Photo-based point labeling data:
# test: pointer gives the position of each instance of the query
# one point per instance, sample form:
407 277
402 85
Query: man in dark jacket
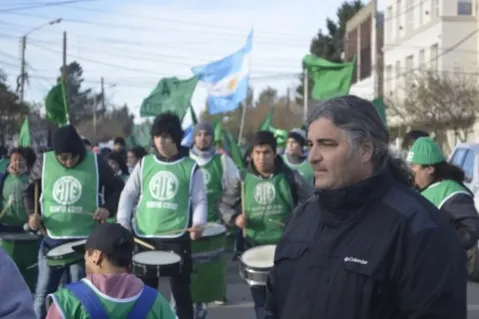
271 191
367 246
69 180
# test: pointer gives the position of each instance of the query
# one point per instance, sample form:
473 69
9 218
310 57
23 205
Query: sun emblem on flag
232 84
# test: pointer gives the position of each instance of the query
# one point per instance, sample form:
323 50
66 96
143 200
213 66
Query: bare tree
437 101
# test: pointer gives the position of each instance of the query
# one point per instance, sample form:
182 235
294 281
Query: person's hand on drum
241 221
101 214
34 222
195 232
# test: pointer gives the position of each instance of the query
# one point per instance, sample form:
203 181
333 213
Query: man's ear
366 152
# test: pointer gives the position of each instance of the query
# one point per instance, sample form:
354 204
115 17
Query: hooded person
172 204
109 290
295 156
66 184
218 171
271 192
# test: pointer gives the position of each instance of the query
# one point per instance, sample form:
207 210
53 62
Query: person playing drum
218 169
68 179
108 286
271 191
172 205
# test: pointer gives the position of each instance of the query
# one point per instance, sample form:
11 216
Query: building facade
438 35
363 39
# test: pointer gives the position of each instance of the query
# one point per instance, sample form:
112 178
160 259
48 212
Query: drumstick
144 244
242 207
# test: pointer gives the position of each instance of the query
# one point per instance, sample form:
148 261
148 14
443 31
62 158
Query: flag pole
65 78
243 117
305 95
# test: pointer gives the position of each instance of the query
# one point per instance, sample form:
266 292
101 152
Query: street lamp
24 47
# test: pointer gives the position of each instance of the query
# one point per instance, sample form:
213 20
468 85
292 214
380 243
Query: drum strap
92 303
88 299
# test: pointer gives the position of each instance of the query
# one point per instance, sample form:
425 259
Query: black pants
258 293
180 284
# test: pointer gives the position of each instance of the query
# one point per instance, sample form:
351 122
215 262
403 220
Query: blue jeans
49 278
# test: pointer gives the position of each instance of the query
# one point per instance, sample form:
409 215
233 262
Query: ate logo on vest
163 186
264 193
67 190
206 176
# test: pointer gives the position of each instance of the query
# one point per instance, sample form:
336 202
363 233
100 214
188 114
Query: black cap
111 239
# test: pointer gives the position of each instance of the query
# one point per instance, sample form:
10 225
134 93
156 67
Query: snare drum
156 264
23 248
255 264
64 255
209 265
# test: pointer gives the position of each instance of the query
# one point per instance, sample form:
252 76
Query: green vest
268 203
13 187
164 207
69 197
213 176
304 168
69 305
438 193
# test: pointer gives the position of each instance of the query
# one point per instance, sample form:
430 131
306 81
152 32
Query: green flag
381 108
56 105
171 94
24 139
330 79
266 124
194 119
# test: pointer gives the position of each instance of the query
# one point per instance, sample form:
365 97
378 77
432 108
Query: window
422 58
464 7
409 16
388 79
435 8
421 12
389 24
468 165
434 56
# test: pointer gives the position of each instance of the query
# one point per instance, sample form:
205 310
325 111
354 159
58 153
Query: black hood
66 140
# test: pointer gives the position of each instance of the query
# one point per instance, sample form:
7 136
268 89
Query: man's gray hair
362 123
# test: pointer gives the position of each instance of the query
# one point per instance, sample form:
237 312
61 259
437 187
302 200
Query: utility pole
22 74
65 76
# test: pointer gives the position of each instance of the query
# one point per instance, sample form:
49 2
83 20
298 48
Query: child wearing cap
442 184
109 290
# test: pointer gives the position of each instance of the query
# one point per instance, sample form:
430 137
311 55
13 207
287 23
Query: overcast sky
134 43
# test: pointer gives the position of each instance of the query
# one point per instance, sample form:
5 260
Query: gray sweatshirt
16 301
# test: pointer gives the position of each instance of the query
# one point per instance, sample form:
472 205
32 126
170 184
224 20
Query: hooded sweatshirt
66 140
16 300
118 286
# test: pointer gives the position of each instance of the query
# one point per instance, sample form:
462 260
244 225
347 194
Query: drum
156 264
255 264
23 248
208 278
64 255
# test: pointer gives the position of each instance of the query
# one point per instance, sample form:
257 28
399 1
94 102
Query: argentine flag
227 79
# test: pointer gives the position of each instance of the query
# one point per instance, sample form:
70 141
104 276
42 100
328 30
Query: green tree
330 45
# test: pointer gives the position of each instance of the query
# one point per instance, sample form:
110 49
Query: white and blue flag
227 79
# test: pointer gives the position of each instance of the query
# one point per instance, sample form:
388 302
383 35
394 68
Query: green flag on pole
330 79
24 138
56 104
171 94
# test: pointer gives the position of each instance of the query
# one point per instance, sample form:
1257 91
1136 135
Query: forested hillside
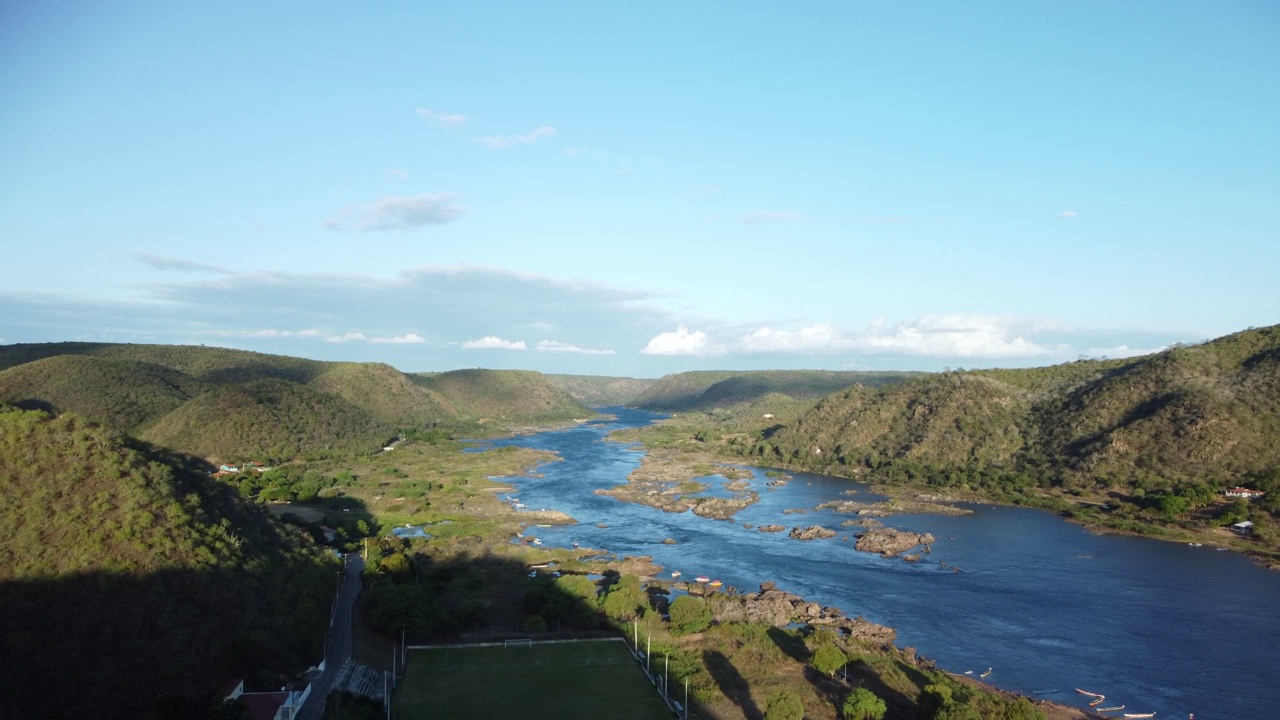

Written exercise> Print the records above exactly as they stand, but leave out the pictures.

Task answer>
# test: pointer gives the position of each instance of the query
# one point per instance, sample form:
407 277
402 85
Query: man in dark jacket
271 191
367 246
69 180
# test: pointer gives the position of each instance of the query
# one point per instance, sample form:
473 69
9 218
310 57
23 205
Query: sun emblem on flag
232 84
# test: pointer gives the position of each instance of the query
# one point per instance, sample form:
323 50
66 96
143 200
213 66
Query: bare tree
437 101
# test: pointer gives the position of each instance of the query
# one point per instance, sample form:
182 235
294 281
Query: person's hand on drum
241 221
101 214
34 222
195 232
# test: pointer gives the position of each instance of the query
# one point per instance, sample form:
203 181
333 213
Query: man's ear
366 152
# test: pointer gives the position of each instance of the query
# one point per instance, sample form:
354 204
115 17
Query: hooded person
172 204
109 290
295 156
66 184
218 171
271 192
# test: pointer gives the position of each instance of the query
# one point per instance, sample form:
207 210
53 62
Query: person playing drum
218 169
68 179
108 286
271 191
172 205
# test: pointer gives the position of each instance of the query
# one point per instance, sample form:
11 216
Query: building facade
438 35
363 39
# test: pointer gives the position of each instance of the query
# one point per instance, sample form:
112 178
160 259
48 212
Query: drumstick
144 244
242 207
# test: pointer gives the position of each instance of the query
# one point per instance, sample form:
148 261
148 14
443 31
62 158
Query: flag pole
65 78
243 117
305 95
# test: pointer gives the position of each instance of the query
# one point per instance, sample form:
266 292
101 152
Query: street lamp
24 47
# test: pointer gives the position of each instance of the query
# one point per instance, sample form:
213 20
468 85
292 214
380 243
Query: drum strap
92 303
88 299
# test: pointer gives the position of each instance of the query
# one point per instance, sample form:
425 259
Query: black pants
258 293
180 284
# test: pointer gives the position of each instance of the query
# one point per instance, sample form:
351 122
215 262
403 220
Query: blue jeans
49 278
# test: pointer gives the position of each instance of the query
# one point per instance, sample form:
409 215
233 262
Query: ate logo on vest
163 186
264 193
67 190
206 176
# test: pointer gives the position of each instance of the query
# one point per instance, sample form:
336 202
363 233
100 214
188 114
Query: black cap
111 239
# test: pointer gives the position of each instance of the query
# one point per instance, sample form:
10 225
134 93
156 67
Query: snare drum
156 264
23 248
255 264
64 255
209 265
# test: pointer gives the position of each instance of the query
# one point per instance, sample form:
252 76
Query: green vest
268 203
13 187
164 207
69 197
213 176
304 168
69 305
438 193
# test: pointer gives the position of each instance of the query
# one point per instance, sample form:
430 131
306 81
152 32
Query: green flag
381 108
56 105
171 94
24 139
330 79
266 124
194 119
# test: pointer gives the position of each instance of the query
# one point per instance, sample form:
365 97
378 77
432 108
Query: window
422 58
464 7
409 16
388 79
435 8
421 12
389 24
468 165
434 56
# test: pointer gives the position of each instance of the query
# one point per instance, sample form:
205 310
325 111
354 159
58 153
Query: black hood
66 140
# test: pointer gives the position of each instance of the query
# one point per instance, sample form:
7 136
268 89
Query: man's gray hair
362 123
# test: pointer gives the position of each instance of the query
# one point per instance, sample form:
237 312
61 259
437 187
302 200
Query: utility pole
22 74
65 76
# test: pointer gives the position of each instance of the query
# one point per instance, sample form:
49 2
83 20
298 48
Query: child wearing cap
442 184
109 290
# test: pointer gives the position of each instance of the query
# one point per instance, sample form:
430 137
311 55
13 207
287 23
Query: overcast sky
134 43
# test: pointer gives the position of each instance of the query
# one point per instance, sample form:
5 260
Query: gray sweatshirt
16 301
# test: pointer gives the position of each instance of the query
# one point per instance, sample form:
472 205
32 126
170 184
224 20
Query: hooded sweatshirt
66 140
16 300
118 286
# test: pointer gives the position of each instance of the query
# one point per instance, sample form:
462 260
244 225
347 194
Query: drum
156 264
255 264
23 248
208 278
64 255
# test: pointer gives the position of each instance of the query
# one point per instance, sample form:
257 28
399 1
94 102
Query: argentine flag
227 79
# test: pointer gives the position of each instance of the query
# one point per instance, sample form:
70 141
104 276
42 100
328 30
Query: green tree
330 45
# test: pointer gives the position of each instance of the query
# one point per instance, sample form:
110 49
Query: white and blue flag
227 79
# test: pointer gives the position of each instance of the query
# one point per instance, sample form:
388 302
383 35
394 68
Query: green flag on pole
330 79
24 138
56 104
171 94
# test: pointer gives the position of each instance of the query
# one point per instance, sample form:
1257 91
1136 135
Query: forested hillside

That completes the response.